§ 本文:
• • • • • • •
説明

液滴吐出装置

【課題】吐出精度を損なうことなく、インクミストに起因する不都合を防止した、液滴吐出装置を提供する。
【解決手段】基板Pを載置するステージ2と、ノズルを有し、ノズルから機能液の液滴を吐出する吐出ヘッド5と、ステージ2を吐出ヘッド5に対して所定方向に相対的に往復移動させる移動機構と、を備えた液滴吐出装置である。ステージ2には、所定方向における一方側と他方側とに、それぞれステージ2の外側に向かうように気体を吹き出す気体吹き出し機構13が設けられている。

【発明の詳細な説明】
【技術分野】
【0001】
本発明は、液滴吐出装置に関する。
• • • • • • •
§ 一覧:
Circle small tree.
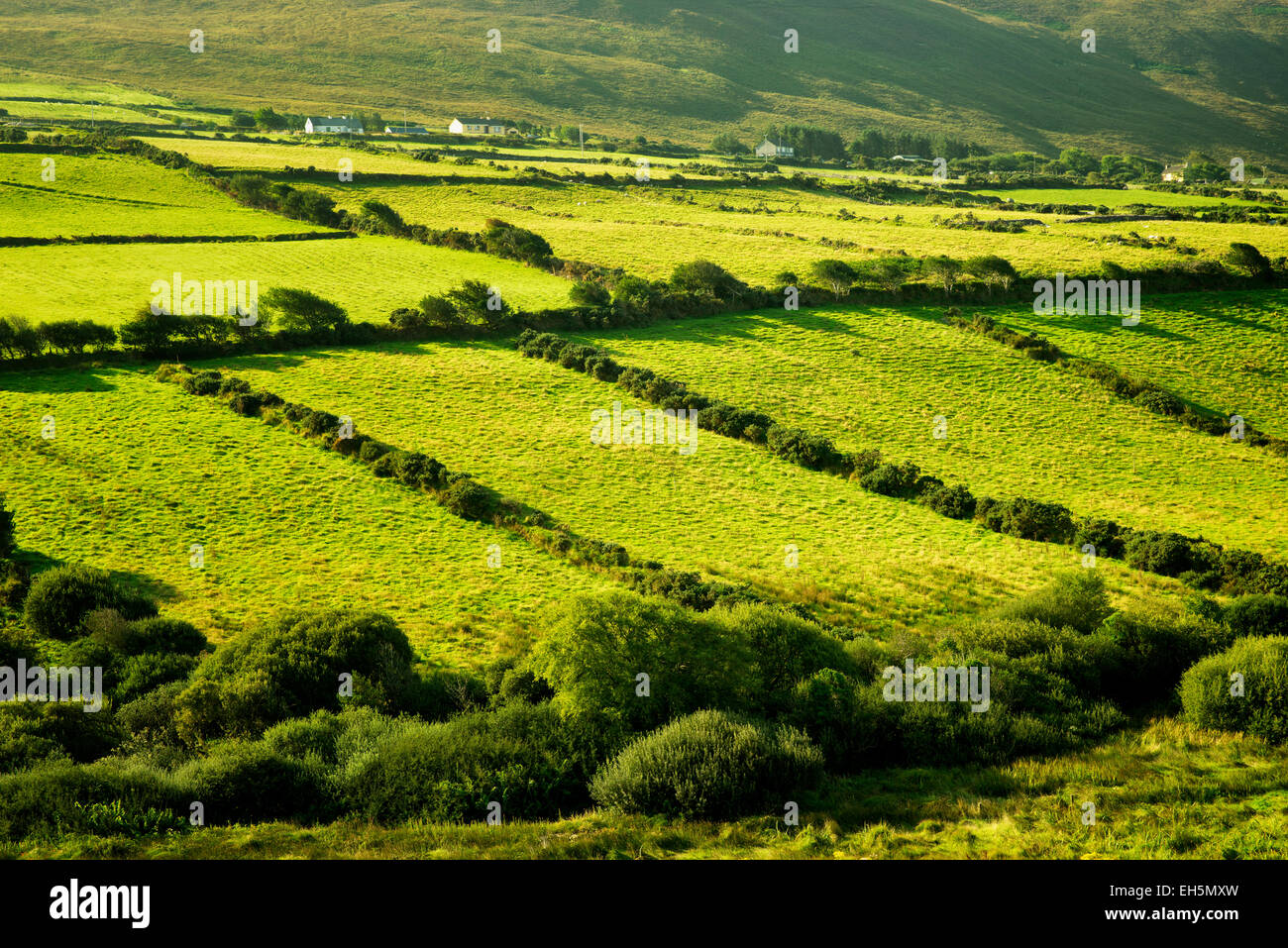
[447,279,511,329]
[922,257,962,292]
[810,261,858,299]
[965,255,1020,292]
[259,286,349,334]
[1225,244,1272,279]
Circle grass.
[0,152,322,237]
[12,719,1288,859]
[296,176,1288,284]
[0,0,1285,159]
[195,344,1179,634]
[0,237,570,325]
[572,299,1288,558]
[991,287,1288,438]
[0,369,618,665]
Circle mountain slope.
[0,0,1288,164]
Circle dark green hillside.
[0,0,1288,163]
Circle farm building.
[756,138,796,158]
[304,115,362,136]
[447,119,505,136]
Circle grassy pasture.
[991,288,1288,437]
[0,152,319,237]
[209,344,1195,632]
[15,719,1288,859]
[0,369,606,664]
[971,188,1257,210]
[574,308,1288,557]
[0,237,570,325]
[306,180,1288,284]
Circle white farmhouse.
[447,119,505,136]
[756,138,796,158]
[304,115,362,136]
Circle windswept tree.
[965,254,1019,292]
[921,257,962,293]
[259,286,349,334]
[810,261,858,299]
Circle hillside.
[0,0,1288,163]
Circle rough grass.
[0,237,570,325]
[984,287,1288,438]
[0,369,606,664]
[12,719,1288,859]
[574,301,1288,557]
[0,152,325,238]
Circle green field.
[995,290,1288,437]
[572,308,1288,557]
[0,152,321,237]
[0,0,1288,164]
[0,369,604,665]
[195,344,1177,634]
[0,64,1288,859]
[0,237,568,325]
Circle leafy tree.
[255,106,286,132]
[922,257,962,292]
[810,261,858,299]
[568,279,612,308]
[711,132,751,155]
[963,255,1020,291]
[1225,244,1274,279]
[259,286,349,334]
[671,261,747,301]
[22,563,158,639]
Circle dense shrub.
[343,703,619,823]
[921,484,975,520]
[1124,531,1220,576]
[23,565,158,639]
[1181,635,1288,743]
[531,592,754,730]
[0,493,14,559]
[175,610,419,743]
[591,711,823,819]
[1221,593,1288,638]
[859,461,921,497]
[996,570,1113,634]
[175,741,335,825]
[1073,520,1129,559]
[975,497,1074,544]
[0,757,192,840]
[443,477,497,520]
[0,700,125,773]
[762,425,844,471]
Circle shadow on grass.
[13,548,179,603]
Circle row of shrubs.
[516,330,1288,593]
[944,308,1288,458]
[156,364,755,610]
[0,530,1288,838]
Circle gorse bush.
[1180,635,1288,743]
[590,711,823,819]
[996,570,1113,634]
[23,565,158,639]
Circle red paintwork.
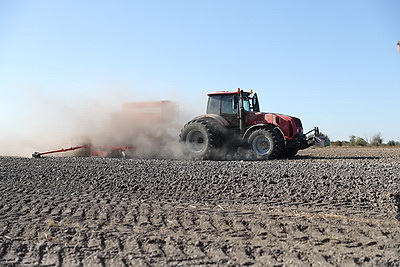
[203,91,303,141]
[207,91,245,96]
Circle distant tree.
[356,137,368,146]
[370,133,383,146]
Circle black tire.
[248,128,283,159]
[179,119,222,159]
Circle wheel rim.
[251,135,271,156]
[186,130,207,153]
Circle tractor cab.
[206,89,260,126]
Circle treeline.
[331,133,400,146]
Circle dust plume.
[0,85,199,158]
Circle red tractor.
[180,88,330,159]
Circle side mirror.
[233,95,239,109]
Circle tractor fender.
[193,114,229,127]
[242,123,285,141]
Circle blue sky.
[0,0,400,155]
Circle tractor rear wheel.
[179,119,222,159]
[248,128,283,159]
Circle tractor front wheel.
[248,128,283,159]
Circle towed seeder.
[32,145,135,158]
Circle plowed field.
[0,148,400,266]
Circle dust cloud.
[0,85,200,158]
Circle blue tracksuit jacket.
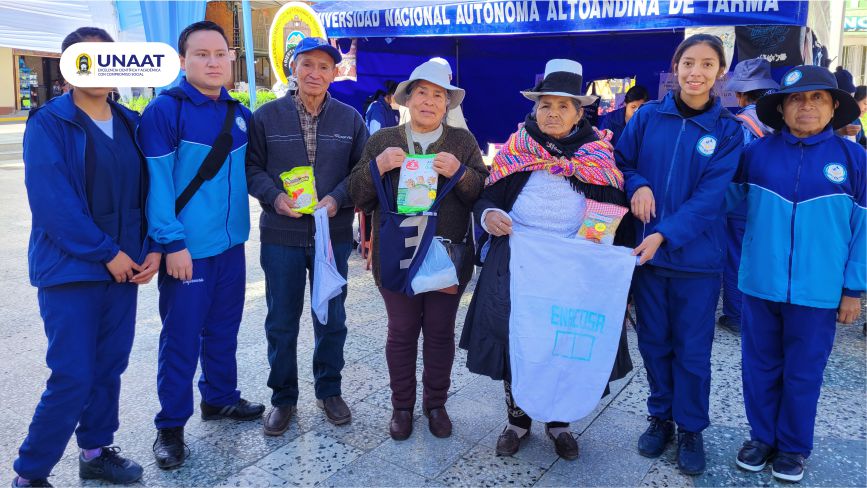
• • • • • • •
§ 作業内容: 本文によると、気体吹き出し機構はステージ2のどこに設けられていますか。

§ 解答: 所定方向における一方側と他方側とに、それぞれ設けられています。